-- START Selected text --

# Non flowering of Paph hybrids and species



## sastry (Jan 15, 2022)

Hi
i have these Paphs for few years now and they have grown well ( I think) and in spite of having 3-4 heads and good vegetative growth, i don't see any flowers. Can some one throw some light on this, i have given enough light also
Thank you
sastry


----------



## Anca86 (Jan 15, 2022)

sastry said:


> Hi
> i have these Paphs for few years now and they have grown well ( I think) and in spite of having 3-4 heads and good vegetative growth, i don't see any flowers. Can some one throw some light on this, i have given enough light also
> Thank you
> sastry
> ...


How do you fertilize? How often do you repot?


----------



## eds (Jan 15, 2022)

Add what Paphiopedilum are they?


----------



## Paphluvr (Jan 15, 2022)

And what are your day/night temperatures both summer and winter? Are they grown under artificial light?


----------



## Ozpaph (Jan 17, 2022)

what are they?
Look too green to me - more light, probably.


----------



## sastry (Jan 19, 2022)

Anca86 said:


> How do you fertilize? How often do you repot?


Hi
I feed mainly fish emulsion and NPK 20-20-20 once a month @ 1ml / litre of water.
sastry


----------



## sastry (Jan 19, 2022)

Paphluvr said:


> And what are your day/night temperatures both summer and winter? Are they grown under artificial light?


Hi
Day temperatures during summer are 32 C + for short time, night will 19- 22 C
we don't have pronounced winter here, however during the months of Nov - Jan, it will be around 24-25C during day time and will be 16-18 C during night. As these are kept in the poly house, there may not be much variations in the temperature. They are all under natural light in poly house with shade net during summer months to filter additional light.
sastry


----------



## sastry (Jan 19, 2022)

Ozpaph said:


> what are they?
> Look too green to me - more light, probably.


They are multiflorals and i felt there was enough light, do you feel it is less ?
sastry


----------



## sastry (Jan 19, 2022)

eds said:


> Add what Paphiopedilum are they?


They are multiflorals 
sastry


----------



## Ozpaph (Jan 19, 2022)

Some roths/hybrids needs a bit cooler at night to initiate flowering.
You could try more light and slowing down with the fertilizer in the 'cooler' weather.


----------



## BrucherT (Jan 19, 2022)

You only feed once a month?


----------



## Ray (Jan 19, 2022)

sastry said:


> Hi
> I feed mainly fish emulsion and NPK 20-20-20 once a month @ 1ml / litre of water.
> sastry


It sounds like your plants are underfed - your regimen is providing about half of what I feed.


----------



## NYEric (Jan 19, 2022)

Send them to me.


----------



## sastry (Jan 20, 2022)

Ozpaph said:


> what are they?
> Look too green to me - more light, probably.


Hi
We will try with that, Thank you
sastry


----------



## sastry (Jan 20, 2022)

NYEric said:


> Send them to me.


Hi
Ha ha ha Nice suggestion !!


----------



## sastry (Jan 20, 2022)

Ray said:


> It sounds like your plants are underfed - your regimen is providing about half of what I feed.


Ok Thank you let me try to revise the schedule
sastry


----------

-- END Selected text --

_To do_
[A] Transcribe the stretch of the thread on non-flowering Paphs from "Some roths/hybrids needs" through "the 'cooler' weather.".
[B] Answer these questions from the thread on non-flowering Paphs:
(i) How often does sastry feed the plants, and at what dilution?
(ii) According to sastry, what are the night temperatures during the months of Nov - Jan?
(iii) What kind of Paphs does sastry say they are?

-- START Record extracts --

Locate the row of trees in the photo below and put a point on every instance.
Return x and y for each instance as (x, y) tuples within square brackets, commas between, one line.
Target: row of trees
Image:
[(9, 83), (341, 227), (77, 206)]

-- END Record extracts --

_Outputs in order_
[A]
Some roths/hybrids needs a bit cooler at night to initiate flowering.
You could try more light and slowing down with the fertilizer in the 'cooler' weather.

[B]
(i) Once a month, at 1 ml per liter of water.
(ii) 16-18 C.
(iii) Multiflorals.